*** DATA EXTRACT
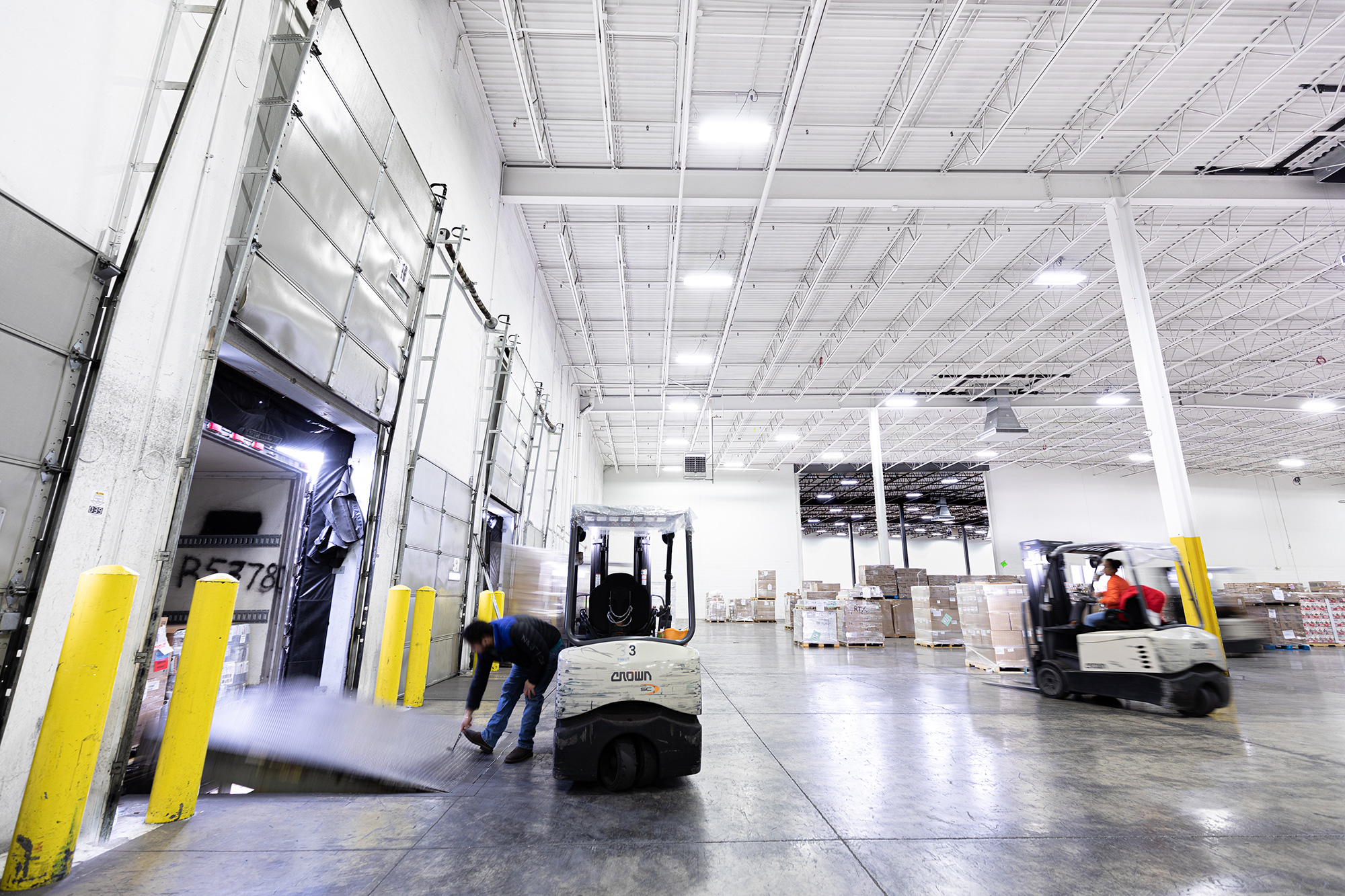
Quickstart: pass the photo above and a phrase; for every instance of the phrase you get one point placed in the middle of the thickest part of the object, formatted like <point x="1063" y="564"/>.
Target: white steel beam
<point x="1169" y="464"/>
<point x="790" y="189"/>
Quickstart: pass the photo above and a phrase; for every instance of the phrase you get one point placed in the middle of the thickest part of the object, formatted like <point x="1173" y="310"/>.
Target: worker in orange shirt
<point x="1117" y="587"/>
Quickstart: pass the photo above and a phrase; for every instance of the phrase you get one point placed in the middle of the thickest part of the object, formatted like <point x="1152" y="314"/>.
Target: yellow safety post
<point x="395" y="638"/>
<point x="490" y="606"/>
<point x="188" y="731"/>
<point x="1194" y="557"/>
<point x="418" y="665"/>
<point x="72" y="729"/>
******
[WORK ITEM]: Every entry above should be written out again verbatim, with no pictures included.

[EXERCISE SOLUTION]:
Quickstart: pass the photo above and a phrase; for every instance of the phrase you get one point placed in the middle of the thickest part of the object, formatted like <point x="1063" y="564"/>.
Target: white steel beam
<point x="1169" y="464"/>
<point x="790" y="189"/>
Quickstart: pass the photo above and a phrase; for every instance of the phrase you get one point placed in the middle of the thickest part of the object, formatted like <point x="1173" y="310"/>.
Target: worker in orange shirt
<point x="1117" y="587"/>
Quickstart: pass the photo above and a phrase; for every instance of the phrase you get one point placed in the middle of the thickest part of the object, formatted like <point x="1152" y="314"/>.
Target: yellow safety post
<point x="395" y="638"/>
<point x="490" y="606"/>
<point x="188" y="731"/>
<point x="1194" y="557"/>
<point x="418" y="665"/>
<point x="72" y="729"/>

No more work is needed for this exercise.